» Supplied material
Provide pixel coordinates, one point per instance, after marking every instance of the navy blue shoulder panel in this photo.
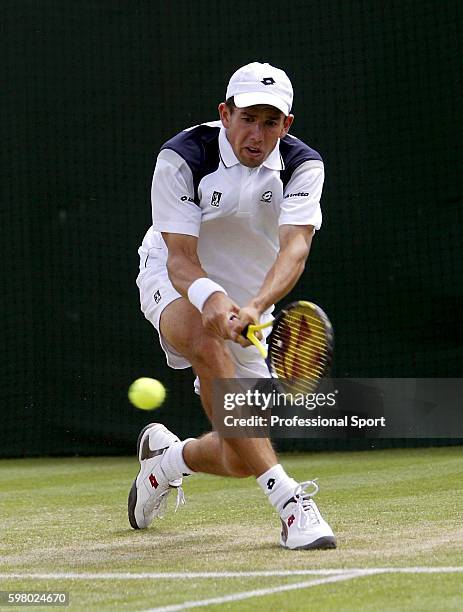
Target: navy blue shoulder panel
(294, 152)
(199, 147)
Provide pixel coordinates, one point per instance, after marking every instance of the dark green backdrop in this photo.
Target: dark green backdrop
(90, 90)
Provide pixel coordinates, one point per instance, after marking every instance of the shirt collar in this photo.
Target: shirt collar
(273, 161)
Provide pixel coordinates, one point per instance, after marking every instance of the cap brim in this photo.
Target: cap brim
(244, 100)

» What to do
Render the lines above as a JSON list of strings, one string per line, with blank lines dropped. Leave the pictures out.

» Right answer
[
  "Provide pixel coordinates, one point per instance, after marking every instance of the navy blue shoulder panel in this photo.",
  "Target: navy blue shoulder panel",
  "(294, 152)",
  "(199, 147)",
  "Provide pixel coordinates, one point per instance, after marking every instance of the dark green backdrop in this photo.",
  "Target: dark green backdrop",
  "(90, 90)",
  "Provide pixel coordinates, one point per instance, after marking every instance of the shirt collar in this photo.",
  "Target: shirt collar",
  "(273, 161)",
  "Provide pixel coordinates, one point per instance, after marking every instance of the cap brim in this photo.",
  "Target: cap brim",
  "(244, 100)"
]